Your task:
Print verbatim every line starting at the one that contains "Where can the toilet tank lid" and ending at the final line of the records; include both endpoints.

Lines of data
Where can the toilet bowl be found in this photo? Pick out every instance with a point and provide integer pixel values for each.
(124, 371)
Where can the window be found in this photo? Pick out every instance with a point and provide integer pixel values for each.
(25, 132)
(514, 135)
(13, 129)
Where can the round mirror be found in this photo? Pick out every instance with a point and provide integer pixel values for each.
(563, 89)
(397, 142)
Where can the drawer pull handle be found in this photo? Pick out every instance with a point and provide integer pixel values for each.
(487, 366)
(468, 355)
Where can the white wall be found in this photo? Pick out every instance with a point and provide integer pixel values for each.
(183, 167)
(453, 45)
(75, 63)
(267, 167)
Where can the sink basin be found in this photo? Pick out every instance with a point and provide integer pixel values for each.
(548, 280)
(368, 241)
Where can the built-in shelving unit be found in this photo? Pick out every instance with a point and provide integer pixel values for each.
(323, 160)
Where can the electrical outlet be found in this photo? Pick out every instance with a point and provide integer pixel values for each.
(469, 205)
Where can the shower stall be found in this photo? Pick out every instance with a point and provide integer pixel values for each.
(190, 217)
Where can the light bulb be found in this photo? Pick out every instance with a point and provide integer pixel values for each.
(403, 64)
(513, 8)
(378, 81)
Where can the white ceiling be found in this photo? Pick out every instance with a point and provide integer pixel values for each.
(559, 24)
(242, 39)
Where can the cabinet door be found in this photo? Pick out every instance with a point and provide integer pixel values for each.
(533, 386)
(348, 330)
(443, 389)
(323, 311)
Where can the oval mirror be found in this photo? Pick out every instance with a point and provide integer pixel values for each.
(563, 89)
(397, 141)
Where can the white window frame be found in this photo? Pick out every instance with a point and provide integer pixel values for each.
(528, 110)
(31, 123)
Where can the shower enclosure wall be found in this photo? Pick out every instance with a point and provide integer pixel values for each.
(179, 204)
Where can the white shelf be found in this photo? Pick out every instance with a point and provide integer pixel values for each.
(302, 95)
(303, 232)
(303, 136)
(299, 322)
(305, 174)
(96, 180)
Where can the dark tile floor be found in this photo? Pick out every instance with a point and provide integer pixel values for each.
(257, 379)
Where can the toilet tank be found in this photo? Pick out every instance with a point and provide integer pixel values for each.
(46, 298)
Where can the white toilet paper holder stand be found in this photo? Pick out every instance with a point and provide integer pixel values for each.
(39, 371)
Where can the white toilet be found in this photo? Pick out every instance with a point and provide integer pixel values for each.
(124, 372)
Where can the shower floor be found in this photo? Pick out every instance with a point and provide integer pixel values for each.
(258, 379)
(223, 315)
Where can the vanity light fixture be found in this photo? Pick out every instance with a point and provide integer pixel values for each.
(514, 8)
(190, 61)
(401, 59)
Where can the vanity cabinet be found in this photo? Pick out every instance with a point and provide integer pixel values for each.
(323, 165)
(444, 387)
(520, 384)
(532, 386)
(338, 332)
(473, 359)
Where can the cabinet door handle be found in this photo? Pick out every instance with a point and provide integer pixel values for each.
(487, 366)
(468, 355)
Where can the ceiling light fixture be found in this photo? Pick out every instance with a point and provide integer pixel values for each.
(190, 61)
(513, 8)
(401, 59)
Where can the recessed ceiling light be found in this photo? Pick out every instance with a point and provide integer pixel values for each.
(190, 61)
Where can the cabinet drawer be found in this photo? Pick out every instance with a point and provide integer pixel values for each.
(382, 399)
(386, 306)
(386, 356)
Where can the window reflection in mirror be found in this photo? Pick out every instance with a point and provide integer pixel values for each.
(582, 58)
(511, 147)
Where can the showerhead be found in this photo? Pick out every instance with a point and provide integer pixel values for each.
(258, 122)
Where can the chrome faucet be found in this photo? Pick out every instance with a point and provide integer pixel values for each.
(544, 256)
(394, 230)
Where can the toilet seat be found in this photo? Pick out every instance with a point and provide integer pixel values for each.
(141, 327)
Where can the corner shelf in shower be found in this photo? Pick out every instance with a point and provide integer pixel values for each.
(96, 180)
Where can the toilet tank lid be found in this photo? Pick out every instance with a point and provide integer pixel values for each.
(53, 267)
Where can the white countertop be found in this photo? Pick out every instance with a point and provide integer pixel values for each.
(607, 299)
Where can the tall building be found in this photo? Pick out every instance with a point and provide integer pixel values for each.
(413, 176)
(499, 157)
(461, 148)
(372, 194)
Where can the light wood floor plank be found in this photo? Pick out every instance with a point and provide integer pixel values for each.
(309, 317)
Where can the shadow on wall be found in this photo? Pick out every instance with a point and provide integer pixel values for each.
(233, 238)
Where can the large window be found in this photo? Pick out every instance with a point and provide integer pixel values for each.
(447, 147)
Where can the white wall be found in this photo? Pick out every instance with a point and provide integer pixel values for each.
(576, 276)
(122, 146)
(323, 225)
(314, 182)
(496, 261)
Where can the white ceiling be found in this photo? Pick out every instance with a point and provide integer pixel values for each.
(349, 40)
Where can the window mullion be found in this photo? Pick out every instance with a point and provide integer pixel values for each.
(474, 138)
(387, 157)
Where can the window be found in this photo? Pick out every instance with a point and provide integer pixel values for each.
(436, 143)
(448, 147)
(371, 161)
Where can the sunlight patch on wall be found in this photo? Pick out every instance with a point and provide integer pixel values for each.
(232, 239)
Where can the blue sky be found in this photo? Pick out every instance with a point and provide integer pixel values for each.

Result of the task:
Where can the toilet tank lid be found in this photo? Pick out every instance with a point and provide integer pixel values for each.
(53, 267)
Where can the white countertop be found in this photo? Pick out every instance with a point and provide integer pixel values for each.
(607, 299)
Where can the tall building be found in this photo? Pick out every instance with a point and provide integer pixel values for each.
(413, 176)
(499, 157)
(461, 148)
(372, 194)
Where can the light wood floor plank be found in this photo? Pick out every instance with a point and provide integer pixel values for each.
(309, 317)
Where can the shadow on wall be found in this photo? Pick out every instance with a point and provide integer pixel values for each.
(233, 238)
Where can the large window be found in this photo? Pick out every instance with a point and provide integer pixel values for each.
(447, 147)
Where can the white wall be found in this photo? Pick out every instance with a point and provide integer pixel values for each.
(576, 276)
(122, 146)
(323, 225)
(314, 182)
(496, 261)
Where can the white ceiling be found in this photo? Pick out every instance with a point and provide integer pixel values for each.
(349, 40)
Where can the window mullion be found in this photo? Pick out every instance with a point and provide integer pixel values for each.
(474, 138)
(387, 157)
Where can the window be found in this photo? Pick out every instance with a point and provide integer pixel values for each.
(436, 143)
(448, 147)
(371, 161)
Where can the sunlight patch on wall be found in this photo? Pick out every instance with a point and provide integer pixel values for each.
(232, 239)
Where can the blue sky be found in this photo? Pick out every instance with a point and provide integer pixel values for each.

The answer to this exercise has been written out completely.